Apart from the images, reproduce every record word for word.

**Records for this exercise**
□ □ □ □ □

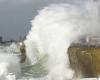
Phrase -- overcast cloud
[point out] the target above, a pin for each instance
(15, 15)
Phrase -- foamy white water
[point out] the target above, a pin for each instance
(54, 29)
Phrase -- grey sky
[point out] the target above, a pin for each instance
(15, 15)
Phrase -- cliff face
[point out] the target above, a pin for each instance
(85, 59)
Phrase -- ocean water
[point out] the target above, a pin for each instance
(53, 30)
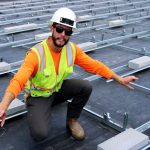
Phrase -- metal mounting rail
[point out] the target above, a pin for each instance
(38, 4)
(14, 67)
(77, 12)
(42, 4)
(96, 27)
(75, 6)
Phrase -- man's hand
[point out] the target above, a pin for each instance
(2, 116)
(124, 80)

□ □ □ □ □

**Result for this exercise**
Phrase -- overcast cloud
[point out] the target above, a pin for each instance
(15, 15)
Phrase -- foamy white water
[point out] the target above, a pin for each instance
(54, 29)
Phrase -- grey sky
[point out] the target above, a pin for each instance
(15, 15)
Phrase -- cliff face
[point out] the target above, a pin for each instance
(85, 59)
Phrase -- ocean water
[point out] the target above, a pin for each instance
(53, 30)
Phrase -- metal mounting rail
[point out] the target above, a pin for each instance
(38, 4)
(14, 67)
(77, 12)
(42, 4)
(96, 27)
(75, 6)
Phrase -- man's hand
[point out] the target above, a pin for each instance
(2, 116)
(124, 80)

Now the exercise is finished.